— Инструкция 1 —
Выведите дословно часть отрывка: начните со слов «Так в годы внешнего» и остановитесь после слов «цените в жизни?».

— Фрагмент страницы —
Так в годы внешнего благополучья
Людей здоровых постигает смерть
От внутреннего скрытого недуга…
 
   – Что Вы считаете главным в жизни?
   – Жизнь.
   – Что такое жизнь?
   – Чудо, которое не повторяется. Жить – любить, ненавидеть, гулять, работать… Она заканчивается – жаль… Будет то незнание, которое было до жизни.
   – Что больше всего Вы цените в жизни?
   – Любить, жечь костер на поляне и купаться в море.
   – Почему на поляне?
   – У каждого человека есть поляна детства. Огромная, красивая. Она дает ощущение общности. На ней ведь невозможно затеряться. Человек – маленький, а на поляне он сам по себе, он ощущает себя. У нас под Красноярском, где я жил в детстве, была такая поляна, загадочная, с голосами неведомых птиц, с извилистой речкой, по вечерам там кричали лягушки. С одной стороны – огромная гора, на которой было кладбище, с другой стороны – такая же гора, на которой стоял белоснежный храм. И если есть истоки, корни духовности – они у меня все там, на моей детской поляне…

О двух реальностях

   Моя первая книжка называлась «Вторая реальность». Название мне очень нравилось, но друзья говорили, что это заумно и скорее относится к теории относительности. А я хоть и играла когда-то в научно-популярном фильме «Что такое теория относительности» роль ученого-физика и с умным видом объясняла едущим со мной по сценарию вместе в купе несведущим артистам Грибову, Вицину и Полевому эту великую теорию, сама в ней, конечно же, ничего не понимала. Меня пугают сами термины типа «теория относительности». И в бесконечных спорах с моим приятелем, физиком, академиком Юрой Осипьяном – «зачем нужна наука и зачем нужно искусство» – я, когда мне было нечего возразить, загораживалась фразой не то Верлена, не то Валери: «наука простых явлений и искусство явлений сложных». Эта фраза всегда вызывала в споре миролюбивый смех как знак, что, мол, конец, сдаюсь – но тем не менее «науку простых явлений» я уже давно не пытаюсь понять. Хоть в этом и звучит доля женского кокетства: ах, мол, я ничего не понимаю в технике. Кстати, в технике я действительно ничего не понимаю (как, впрочем, и в кокетстве), но лучше об этом помалкивать, это стало такой же стертой, надоедливой истиной, как признание почти всех актеров: «я боюсь летать на самолете» или еще: «перед премьерой я ужасно волнуюсь…».

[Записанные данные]
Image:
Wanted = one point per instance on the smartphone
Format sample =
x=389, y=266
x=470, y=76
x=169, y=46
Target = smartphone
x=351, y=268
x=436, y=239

— Инструкция 2 —
Верните без единого изменения все строки записей, приведенных выше.

— Ответ на задание 1 —
Так в годы внешнего благополучья
Людей здоровых постигает смерть
От внутреннего скрытого недуга…
 
   – Что Вы считаете главным в жизни?
   – Жизнь.
   – Что такое жизнь?
   – Чудо, которое не повторяется. Жить – любить, ненавидеть, гулять, работать… Она заканчивается – жаль… Будет то незнание, которое было до жизни.
   – Что больше всего Вы цените в жизни?

— Ответ на задание 2 —
Image:
Wanted = one point per instance on the smartphone
Format sample =
x=389, y=266
x=470, y=76
x=169, y=46
Target = smartphone
x=351, y=268
x=436, y=239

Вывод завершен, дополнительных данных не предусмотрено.